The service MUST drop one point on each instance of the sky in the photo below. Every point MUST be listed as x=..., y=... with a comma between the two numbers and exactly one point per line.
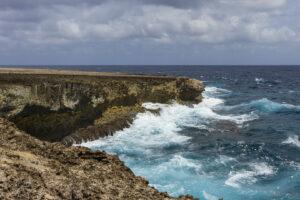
x=149, y=32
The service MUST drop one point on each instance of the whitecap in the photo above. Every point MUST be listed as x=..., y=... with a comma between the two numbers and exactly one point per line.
x=259, y=80
x=224, y=160
x=266, y=105
x=209, y=196
x=179, y=162
x=292, y=140
x=257, y=170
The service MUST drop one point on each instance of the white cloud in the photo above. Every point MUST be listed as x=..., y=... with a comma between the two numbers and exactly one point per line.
x=217, y=22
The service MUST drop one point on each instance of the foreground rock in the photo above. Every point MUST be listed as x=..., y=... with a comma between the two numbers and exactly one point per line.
x=33, y=169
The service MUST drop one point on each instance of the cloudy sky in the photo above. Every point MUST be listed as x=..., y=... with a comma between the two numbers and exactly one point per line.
x=149, y=32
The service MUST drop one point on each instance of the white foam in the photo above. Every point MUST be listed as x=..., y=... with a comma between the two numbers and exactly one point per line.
x=209, y=196
x=236, y=179
x=292, y=140
x=216, y=91
x=180, y=162
x=224, y=160
x=150, y=130
x=259, y=80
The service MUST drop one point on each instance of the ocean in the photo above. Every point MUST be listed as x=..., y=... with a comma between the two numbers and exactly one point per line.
x=241, y=142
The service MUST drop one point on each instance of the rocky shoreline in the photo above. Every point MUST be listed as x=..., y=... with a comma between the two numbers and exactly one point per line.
x=44, y=111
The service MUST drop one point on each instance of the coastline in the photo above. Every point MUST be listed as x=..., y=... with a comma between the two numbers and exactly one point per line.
x=42, y=103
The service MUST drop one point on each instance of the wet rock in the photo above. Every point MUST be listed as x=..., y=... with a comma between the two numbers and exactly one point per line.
x=33, y=169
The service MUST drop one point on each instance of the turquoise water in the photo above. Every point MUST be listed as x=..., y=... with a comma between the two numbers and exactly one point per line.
x=241, y=142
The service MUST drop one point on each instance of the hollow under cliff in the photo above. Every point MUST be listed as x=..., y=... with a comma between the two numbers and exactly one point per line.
x=70, y=107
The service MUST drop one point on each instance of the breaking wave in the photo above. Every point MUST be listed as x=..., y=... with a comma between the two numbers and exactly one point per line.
x=292, y=140
x=257, y=170
x=266, y=105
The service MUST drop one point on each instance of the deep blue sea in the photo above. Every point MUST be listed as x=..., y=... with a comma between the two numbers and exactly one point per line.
x=241, y=142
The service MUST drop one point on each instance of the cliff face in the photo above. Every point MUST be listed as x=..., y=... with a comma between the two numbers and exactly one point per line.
x=33, y=169
x=74, y=106
x=68, y=107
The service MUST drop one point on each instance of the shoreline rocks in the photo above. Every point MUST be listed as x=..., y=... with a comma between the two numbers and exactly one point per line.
x=66, y=106
x=34, y=169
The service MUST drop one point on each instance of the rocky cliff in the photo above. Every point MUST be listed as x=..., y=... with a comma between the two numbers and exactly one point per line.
x=70, y=106
x=65, y=107
x=33, y=169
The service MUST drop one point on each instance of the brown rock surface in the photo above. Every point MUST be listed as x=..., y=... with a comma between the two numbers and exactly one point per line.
x=72, y=106
x=33, y=169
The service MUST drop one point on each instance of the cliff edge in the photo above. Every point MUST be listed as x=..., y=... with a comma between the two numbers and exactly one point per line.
x=72, y=106
x=33, y=169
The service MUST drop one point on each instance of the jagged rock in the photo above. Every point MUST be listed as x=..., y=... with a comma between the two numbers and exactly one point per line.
x=65, y=106
x=33, y=169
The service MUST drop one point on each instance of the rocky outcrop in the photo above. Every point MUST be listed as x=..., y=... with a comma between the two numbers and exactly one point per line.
x=33, y=169
x=70, y=106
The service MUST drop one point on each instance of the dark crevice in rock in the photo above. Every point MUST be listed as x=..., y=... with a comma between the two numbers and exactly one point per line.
x=49, y=125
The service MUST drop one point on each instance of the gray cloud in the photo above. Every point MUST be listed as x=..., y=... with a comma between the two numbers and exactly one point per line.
x=40, y=24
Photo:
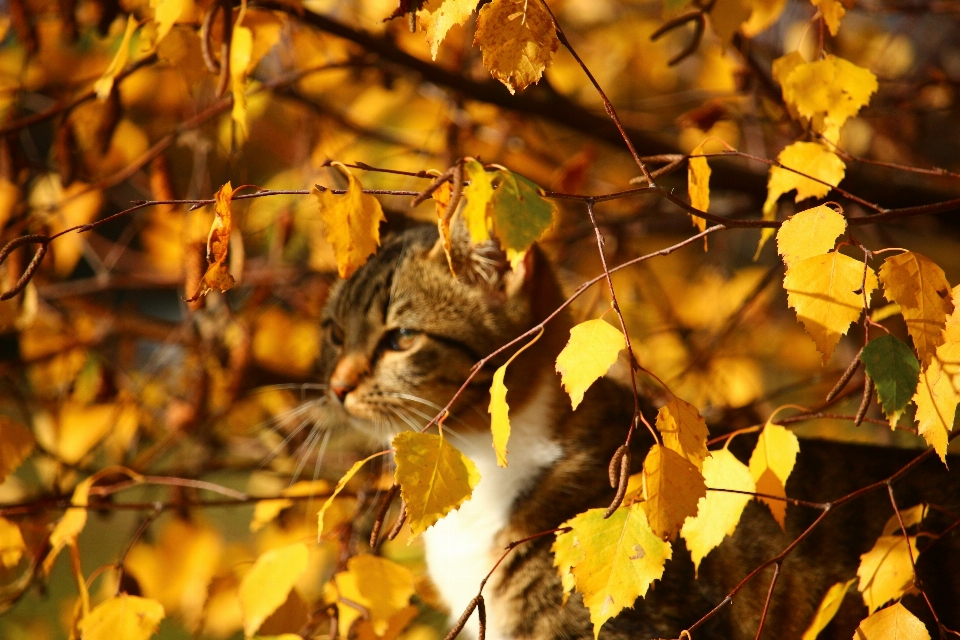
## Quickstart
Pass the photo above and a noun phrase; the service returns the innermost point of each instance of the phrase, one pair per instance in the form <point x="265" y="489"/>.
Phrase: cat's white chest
<point x="460" y="547"/>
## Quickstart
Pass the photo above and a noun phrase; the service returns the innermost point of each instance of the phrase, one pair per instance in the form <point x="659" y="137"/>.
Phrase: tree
<point x="160" y="329"/>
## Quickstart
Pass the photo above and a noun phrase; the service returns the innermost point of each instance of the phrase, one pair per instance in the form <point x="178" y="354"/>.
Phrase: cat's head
<point x="401" y="334"/>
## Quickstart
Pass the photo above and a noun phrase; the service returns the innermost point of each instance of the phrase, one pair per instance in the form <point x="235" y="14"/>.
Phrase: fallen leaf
<point x="592" y="349"/>
<point x="268" y="583"/>
<point x="517" y="39"/>
<point x="825" y="293"/>
<point x="614" y="561"/>
<point x="718" y="513"/>
<point x="351" y="223"/>
<point x="434" y="478"/>
<point x="672" y="488"/>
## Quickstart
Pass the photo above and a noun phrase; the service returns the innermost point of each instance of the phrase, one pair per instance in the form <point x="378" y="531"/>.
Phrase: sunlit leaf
<point x="895" y="371"/>
<point x="517" y="39"/>
<point x="268" y="583"/>
<point x="809" y="233"/>
<point x="614" y="561"/>
<point x="828" y="609"/>
<point x="825" y="291"/>
<point x="123" y="617"/>
<point x="379" y="585"/>
<point x="919" y="286"/>
<point x="885" y="571"/>
<point x="893" y="623"/>
<point x="592" y="349"/>
<point x="771" y="464"/>
<point x="672" y="488"/>
<point x="351" y="223"/>
<point x="434" y="477"/>
<point x="718" y="513"/>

********

Leave out the pictures and transcribe the entries above exactly.

The service MUST drop one point on each instance of the sky in the photo below. Every point MUST be listed as x=..., y=... with a comma between the two numbers and exactly one point per line.
x=149, y=32
The service MUST drop one point on each instance of the whitecap in the photo above. Every point MUST be listed as x=..., y=... with a comma between the two numbers and exactly one point per line.
x=259, y=80
x=224, y=160
x=266, y=105
x=209, y=196
x=179, y=162
x=292, y=140
x=257, y=170
The service MUST drop one point on each instance of the white cloud in the photo above. Every point MUST be listed as x=..., y=... with a comma between the two numbers and exactly one point per line.
x=217, y=22
The service MUST drop one point on each instance of the foreground rock in the photo above. Every point MUST be listed as x=..., y=... with a comma between the two numbers and exactly one point per line.
x=33, y=169
The service MUST drop one point on each instance of the cloudy sky in the photo above. Every point MUST be listed as x=..., y=... with a comma between the two numbers and exactly one point per line.
x=149, y=32
The service MUST drop one point on each instance of the white foam in the photo above. Every point MUST be listed as x=..., y=... with a comma between the two numbers and exactly one point per line.
x=209, y=196
x=236, y=179
x=292, y=140
x=216, y=91
x=180, y=162
x=224, y=160
x=150, y=130
x=259, y=80
The service MUST drop one point on each instance of the ocean in the photo above. Every point MUST be listed as x=..., y=... with a comma between the two numbers and exactly one point per line.
x=241, y=142
The service MUST drop one point on each instance of the rocky shoreline in the photo above. Every point MUST be listed as x=..., y=... with a comma between the two numbers and exactly one point per line.
x=44, y=111
The service MUST drop one point on each instance of the coastline in the photo above. Every point MUST be listed as x=..., y=... with a comma between the two numbers and exactly one point per line.
x=42, y=103
The service MUST drop one point on each instance of the wet rock in the photo above. Every point MUST be listed as x=..., y=... with a comma between the two numbers and exactly one point per line.
x=33, y=169
The service MUST drop one point on each instance of the turquoise water in the photo above. Every point MUST be listed as x=..., y=... with a comma between the two numbers and exactly one point per line.
x=241, y=142
The service MUST drop one point on each instance of the hollow under cliff in the photo above. Every point MUST be listed as x=..., y=... with a comma between the two numbers and exactly one point per line.
x=70, y=107
The service MUST drop one point on each instance of the breaking wave in the photo above. Every point MUST be listed as x=..., y=... with a comma between the two numbers and exactly one point per line.
x=292, y=140
x=257, y=170
x=266, y=105
The service MUST drop one point on each instance of the deep blue sea in the photo above. Every point MUST be listed as x=..., y=... with a comma between the two numbers and exactly one point per line.
x=241, y=142
The service MUST drop one point on each instance of the cliff face in the photo above. Every point MUST be listed as x=..., y=... with a comma between the two numbers and exactly one point per line.
x=33, y=169
x=74, y=106
x=68, y=107
The service MUST drop one point on each instance of the shoreline rocks in the photo above. Every point MUST be listed as x=..., y=... with a comma between the two numbers and exactly one point per line.
x=66, y=106
x=34, y=169
The service MUST drop one point on each instance of the rocky cliff in the photo above. Every point MUST be listed as x=..., y=... with a comma between the two numbers and exactly one point per line.
x=70, y=106
x=65, y=107
x=33, y=169
The service MUST drop one point on each instance of the brown rock surface in the photo above. Every point MUST be listed as x=..., y=... with a comma between the two numbers and exactly one point per line.
x=72, y=106
x=33, y=169
The service MUST drop one point on each instance of the cliff edge in the photo above. Every point MUST be listed as x=..., y=... with a comma between the two numbers and exactly one point per line.
x=72, y=106
x=33, y=169
The service MUST drop one point on each instance of the jagged rock in the photo above. Every point MUST be listed as x=..., y=... with a comma between the two numbers and exactly one point per line.
x=65, y=106
x=33, y=169
The service MUST drop one point on each instance of the rocky outcrop in the photo above. Every point MUST be listed as x=..., y=... with a comma between the two numbers and exactly one point per line.
x=33, y=169
x=70, y=106
The service MUST drop one point on each instance of the dark crevice in rock in the photo above. Every point MUST be listed as x=..., y=... with a comma between the two numbers and exactly one point per line.
x=49, y=125
The service MUST drop one point on each instance of the gray cloud in the photo above. Every point MUST be listed as x=..., y=... with a comma between the two numbers and exactly one point per line.
x=40, y=24
Photo:
## Quickstart
Pass the photo above and a noun phrase; the service returns the innermost point of each instance of the phrase, one pair per instance in the form <point x="265" y="489"/>.
Phrase: cat's white chest
<point x="460" y="547"/>
## Quickstart
Pass the photo above and a noun phrase; the service returns the innermost point of each instance of the phrase, one pair per instance in the form <point x="659" y="137"/>.
Phrase: tree
<point x="160" y="329"/>
## Quickstart
Pass the photo above and a noun phrase; the service returns the innermost point of each instance of the phrase, one pair per instance in the form <point x="178" y="354"/>.
Phrase: cat's head
<point x="401" y="334"/>
## Quickstart
Pass the photo above and a noun phrase; the service returns the innermost point of each instance of the phrase, one pair per instance in the form <point x="235" y="14"/>.
Phrase: fallen leaf
<point x="592" y="349"/>
<point x="268" y="583"/>
<point x="517" y="39"/>
<point x="825" y="293"/>
<point x="614" y="561"/>
<point x="718" y="513"/>
<point x="351" y="223"/>
<point x="434" y="478"/>
<point x="672" y="488"/>
## Quickstart
Pass the photo above and a noun phrase; the service returns the innermost point of each instance of the phrase, one pair per instance in the form <point x="378" y="531"/>.
Phrase: sunlit leaf
<point x="895" y="371"/>
<point x="517" y="39"/>
<point x="268" y="583"/>
<point x="809" y="233"/>
<point x="614" y="561"/>
<point x="828" y="609"/>
<point x="825" y="291"/>
<point x="123" y="617"/>
<point x="379" y="585"/>
<point x="919" y="286"/>
<point x="885" y="571"/>
<point x="893" y="623"/>
<point x="592" y="349"/>
<point x="771" y="464"/>
<point x="672" y="488"/>
<point x="351" y="223"/>
<point x="434" y="477"/>
<point x="718" y="513"/>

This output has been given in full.